### Source text ###

Lula Supporter Marcelo Arruda Is the Latest Victim of Far-Right Violence in Brazil

Over the weekend in Brazil, a leftist official backing Lula’s presidential bid was killed by a supporter of far-right president Jair Bolsonaro. It’s a chilling reminder of the far right’s willingness to use violence to fight the Left.


Workers’ Party (PT) president Gleisi Hoffmann (center) pays last respects to PT member Marcelo Arruda during his wake in Foz do Iguaçu, Parana, Brazil, on July 10, 2022. (Christian Rizzi / AFP via Getty Images)

Last weekend, a man named Marcelo Arruda held a party in the southern Brazilian city of Foz do Iguaçu. Arruda was celebrating both his fiftieth birthday and the leftist candidacy of Luiz Inácio Lula da Silva, the former president and front-runner in the October presidential election against far-right incumbent Jair Bolsonaro. Images of Lula blanketed the party, adorning everything from the walls to Arruda’s T-shirt. The outpouring of love for the PT (Partido dos Trabalhadores, the Workers’ Party) wasn’t just for show — Arruda was the treasurer of his local PT branch and the party’s deputy mayor candidate in 2020.

But Arruda’s celebration was cut short by a visit from a pro-Bolsonaro prison guard named Jorge José da Rocha Guaranho. Enraged at Arruda’s ardent support for Lula, Guaranho confronted him at the party, only leaving after a heated argument. Twenty minutes later, wielding a gun and still ranting about Bolsonaro, Guaranho returned. A shoot-out between the two men ensued. Arruda died; Guaranho is currently in the hospital.

In response to this politically motivated killing, the PT has demanded a federal investigation into the murder and its perpetrator, whose social media is littered with right-wing memes. For his part, Bolsonaro has denied any responsibility for the killing and even took the opportunity to claim the Left is more violent than the Right, seemingly hoping people will forget his comments during his first run for president urging supporters to kill PT members.

Brazilians are unfortunately familiar with political violence. From the 1960s through the 1980s, the country’s right-wing dictatorship murdered thousands of people and forced many others into exile. Since Lula’s presidency ended in 2011, a major wave of partisan violence — overwhelmingly committed by the Right — has plagued the country. At least eighty-two candidates were killed in the 2020 election cycle alone.

### Provided records ###

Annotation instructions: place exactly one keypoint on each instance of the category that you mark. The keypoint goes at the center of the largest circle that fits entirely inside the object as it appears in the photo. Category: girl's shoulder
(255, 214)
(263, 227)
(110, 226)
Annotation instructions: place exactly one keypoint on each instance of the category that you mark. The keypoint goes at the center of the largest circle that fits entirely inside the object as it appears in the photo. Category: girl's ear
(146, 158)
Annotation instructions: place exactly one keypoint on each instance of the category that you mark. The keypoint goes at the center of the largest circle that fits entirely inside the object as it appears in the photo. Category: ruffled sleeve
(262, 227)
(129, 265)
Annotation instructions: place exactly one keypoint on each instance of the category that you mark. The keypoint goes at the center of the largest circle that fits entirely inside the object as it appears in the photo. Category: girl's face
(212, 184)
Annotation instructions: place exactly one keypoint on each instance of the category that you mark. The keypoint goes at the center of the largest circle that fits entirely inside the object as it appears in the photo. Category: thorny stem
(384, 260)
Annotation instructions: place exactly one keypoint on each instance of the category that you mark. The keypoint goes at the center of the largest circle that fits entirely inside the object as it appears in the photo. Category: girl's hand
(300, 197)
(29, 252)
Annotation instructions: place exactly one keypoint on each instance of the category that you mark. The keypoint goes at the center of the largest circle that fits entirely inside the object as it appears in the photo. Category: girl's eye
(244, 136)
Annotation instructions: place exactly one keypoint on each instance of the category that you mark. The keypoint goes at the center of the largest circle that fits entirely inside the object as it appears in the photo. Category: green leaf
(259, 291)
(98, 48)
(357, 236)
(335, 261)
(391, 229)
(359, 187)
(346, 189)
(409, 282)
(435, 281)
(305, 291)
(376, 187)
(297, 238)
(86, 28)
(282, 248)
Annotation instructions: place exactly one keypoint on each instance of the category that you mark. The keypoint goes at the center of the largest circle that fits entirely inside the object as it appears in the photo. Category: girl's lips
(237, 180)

###

> _Required actions_:
A – Answer these questions using the article about the killing of Marcelo Arruda:
(i) What position did Arruda hold in his local PT branch?
(ii) How long after leaving the party did Guaranho come back with a gun?
(iii) How many candidates, at minimum, were killed in the 2020 election cycle?
B – Pick up the article about the killing of Marcelo Arruda right after its final sentence and keep writing.

> _Responses to the tasks_:
A –
(i) He was the treasurer of his local PT branch.
(ii) Twenty minutes.
(iii) At least eighty-two.

B –
The highest-profile political killing in recent Brazilian history is the murder of Marielle Franco in 2018. Franco, a nearly lifelong resident of Maré, a favela in Rio de Janeiro, was a socialist, a queer activist, and a staunch critic of the Brazilian government’s crackdown on impoverished areas. Like Marcelo Arruda, Franco ran for local office on a pro-worker ticket — in her case, the Socialism and Liberty Party (Partido Socialismo e Liberdade) — and won in 2016. She spent the next two years advocating for the poor, for women, and for LGBTQ people until she was assassinated by two men in 2018. Both men were part of a local right-wing militia, and both had had their pictures taken with Bolsonaro (one was even his neighbor); members of their families worked for Bolsonaro’s son as well.

Franco’s assassination seems to have been directed by local or even national right-wing leadership. But partisan violence like Arruda’s murder is more commonplace. His killing, for instance, resembles the 2018 slaying of Moa do Katendê in Salvador by Paulo Sérgio Ferreira Santana, a Bolsonaro supporter. Witnesses noted that Ferreira Santana engaged his victim in a heated political argument, left, and then came back with a weapon (a knife).

Bolsonaro’s reaction to Katendê’s murder, much like his reaction to Arruda’s, was to deny any possible responsibility for his supporters’ brutal actions. Yet Bolsonaro hasn’t just turned a blind eye to his supporters’ violence — he has actively promoted it, going so far as to call on them to “shoot the PT scum” while pantomiming holding a rifle.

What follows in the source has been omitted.